Tasks and exercises:
- 1) Echo the passage of the digit recognition page that opens with the words containing "Here we have" and closes with "light is off.".
- 2) Carry on the digit recognition page from the point where it stops.

Source extract:
====

# 11.4 - Example: Digit Recognition

11.4 - Example: Digit Recognition

Here we have 10 digits, 0 through 9, and as you might see on a calculator, they are displayed by different on-off combinations of seven horizontal and vertical light bars.

In this case, each digit is represented by a 7-dimensional vector of zeros and ones. The $$i^{th}$$ sample is $$x_i = (x_{i1} , x_{i2}, \cdots , x_{i7})$$. If $$x_{ij} = 1$$, the $$j^{th}$$ light is on; if $$x_{ij} = 0$$, the $$j^{th}$$ light is off.

If the calculator works properly, the following table shows which light bars should be turned on or off for each of the digits.

Let's suppose that the calculator is malfunctioning. Each of the seven lights has probability 0.1 of being in the wrong state independently. In the training data set 200 samples are generated according to the specified distribution.

A classification tree is applied to this dataset. For this data set, each of the seven variables takes only two possible values: 0 and 1. Therefore, for every variable, the only possible candidate question is whether the value is on (1) or off (0). Consequently, we only have seven questions in the candidate pool: Is $$x_{. j}= 0?, j = 1, 2, \cdots , 7$$.

====

Dataset extract:
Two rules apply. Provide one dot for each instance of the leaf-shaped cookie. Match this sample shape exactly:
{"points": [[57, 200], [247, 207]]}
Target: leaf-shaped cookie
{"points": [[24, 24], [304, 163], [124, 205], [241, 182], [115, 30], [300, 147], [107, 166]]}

====

Answers for the exercise:
- 1)
Here we have 10 digits, 0 through 9, and as you might see on a calculator, they are displayed by different on-off combinations of seven horizontal and vertical light bars.

In this case, each digit is represented by a 7-dimensional vector of zeros and ones. The $$i^{th}$$ sample is $$x_i = (x_{i1} , x_{i2}, \cdots , x_{i7})$$. If $$x_{ij} = 1$$, the $$j^{th}$$ light is on; if $$x_{ij} = 0$$, the $$j^{th}$$ light is off.

- 2)
In this example, the twoing rule is used in splitting instead of the goodness of split based on an impurity function. Also, the result presented was obtained using pruning and cross-validation.

### Classification Performance

#### Results:

• The error rate estimated by using an independent test dataset of size 5000 is 0.30.
• The error rate estimated by cross-validation using the training dataset which only contains 200 data points is also 0.30. In this case, the cross-validation did a very good job for estimating the error rate.
• The resubstitution estimate of the error rate is 0.29. This is slightly more optimistic than the true error rate.

Here pruning and cross-validation effectively help avoid overfitting. If we don't prune and grow the tree too big, we might get a very small resubstitution error rate which is substantially smaller than the error rate based on the test data set.

• The Bayes error rate is 0.26. Remember, we know the exact distribution for generating the simulated data.  Therefore the Bayes rule using the true model is known.
• There is little room for improvement over the tree classifier.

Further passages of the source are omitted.